## Work task
Lines from the entries below that hold "positive" form the answer; copy all of them.

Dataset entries
******************************
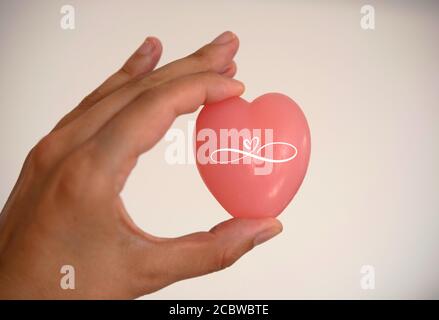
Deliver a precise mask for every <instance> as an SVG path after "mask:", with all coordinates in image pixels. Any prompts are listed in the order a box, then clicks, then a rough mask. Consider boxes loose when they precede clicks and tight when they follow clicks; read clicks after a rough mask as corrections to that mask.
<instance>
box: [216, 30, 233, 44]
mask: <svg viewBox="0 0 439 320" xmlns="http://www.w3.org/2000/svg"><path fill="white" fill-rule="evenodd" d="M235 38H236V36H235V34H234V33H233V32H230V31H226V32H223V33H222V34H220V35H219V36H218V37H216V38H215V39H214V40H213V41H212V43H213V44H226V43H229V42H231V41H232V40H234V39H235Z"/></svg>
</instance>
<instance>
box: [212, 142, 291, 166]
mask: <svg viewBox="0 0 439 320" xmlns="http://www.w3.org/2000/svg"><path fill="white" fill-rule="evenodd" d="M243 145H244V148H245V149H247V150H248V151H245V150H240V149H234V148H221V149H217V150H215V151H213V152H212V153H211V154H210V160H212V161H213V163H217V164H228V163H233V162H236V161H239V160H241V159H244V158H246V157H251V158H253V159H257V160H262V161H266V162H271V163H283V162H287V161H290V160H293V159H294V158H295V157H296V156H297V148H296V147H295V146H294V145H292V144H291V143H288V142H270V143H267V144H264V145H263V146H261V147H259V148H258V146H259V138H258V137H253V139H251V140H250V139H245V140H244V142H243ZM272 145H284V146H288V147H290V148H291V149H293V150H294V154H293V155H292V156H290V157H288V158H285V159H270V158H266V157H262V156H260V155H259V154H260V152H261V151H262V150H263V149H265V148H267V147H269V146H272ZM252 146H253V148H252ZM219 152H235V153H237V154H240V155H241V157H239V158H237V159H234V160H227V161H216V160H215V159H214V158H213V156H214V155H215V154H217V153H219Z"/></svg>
******************************
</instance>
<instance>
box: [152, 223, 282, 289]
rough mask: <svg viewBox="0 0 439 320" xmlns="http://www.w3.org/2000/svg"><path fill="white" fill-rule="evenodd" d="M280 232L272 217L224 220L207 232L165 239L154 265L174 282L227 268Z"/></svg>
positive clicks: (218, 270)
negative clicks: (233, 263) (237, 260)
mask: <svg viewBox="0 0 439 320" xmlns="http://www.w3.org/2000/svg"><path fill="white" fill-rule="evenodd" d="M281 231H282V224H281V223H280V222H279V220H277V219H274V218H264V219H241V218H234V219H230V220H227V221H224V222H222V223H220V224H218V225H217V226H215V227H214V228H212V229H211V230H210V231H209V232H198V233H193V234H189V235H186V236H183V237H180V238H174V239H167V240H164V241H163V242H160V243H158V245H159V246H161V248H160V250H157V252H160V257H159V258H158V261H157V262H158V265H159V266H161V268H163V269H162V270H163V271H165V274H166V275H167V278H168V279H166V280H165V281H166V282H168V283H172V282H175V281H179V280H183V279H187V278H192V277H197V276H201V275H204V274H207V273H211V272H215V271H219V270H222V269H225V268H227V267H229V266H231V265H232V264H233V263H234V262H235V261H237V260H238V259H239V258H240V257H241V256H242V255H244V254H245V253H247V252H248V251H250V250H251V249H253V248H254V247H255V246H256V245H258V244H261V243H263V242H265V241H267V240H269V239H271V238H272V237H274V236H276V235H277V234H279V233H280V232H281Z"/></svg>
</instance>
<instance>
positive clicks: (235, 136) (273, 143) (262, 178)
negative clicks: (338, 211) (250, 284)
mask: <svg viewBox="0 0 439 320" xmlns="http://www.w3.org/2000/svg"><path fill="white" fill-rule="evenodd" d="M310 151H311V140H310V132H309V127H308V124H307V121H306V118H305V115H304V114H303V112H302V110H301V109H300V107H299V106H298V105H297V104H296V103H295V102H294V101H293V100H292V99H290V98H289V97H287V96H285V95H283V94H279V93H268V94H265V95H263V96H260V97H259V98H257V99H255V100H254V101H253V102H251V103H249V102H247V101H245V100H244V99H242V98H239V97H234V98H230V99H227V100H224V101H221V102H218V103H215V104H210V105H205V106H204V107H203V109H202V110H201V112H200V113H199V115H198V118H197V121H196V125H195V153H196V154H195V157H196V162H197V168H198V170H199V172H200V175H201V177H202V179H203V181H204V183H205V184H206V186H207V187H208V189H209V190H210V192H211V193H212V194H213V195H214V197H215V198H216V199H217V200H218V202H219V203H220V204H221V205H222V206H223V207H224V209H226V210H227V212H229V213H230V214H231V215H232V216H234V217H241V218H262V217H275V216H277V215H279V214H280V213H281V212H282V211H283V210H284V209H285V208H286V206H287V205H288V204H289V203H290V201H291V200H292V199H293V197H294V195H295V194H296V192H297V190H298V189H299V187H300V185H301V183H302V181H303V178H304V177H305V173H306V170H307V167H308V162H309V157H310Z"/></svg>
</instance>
******************************
## Exercise answer
positive clicks: (218, 270)
positive clicks: (235, 136) (273, 143) (262, 178)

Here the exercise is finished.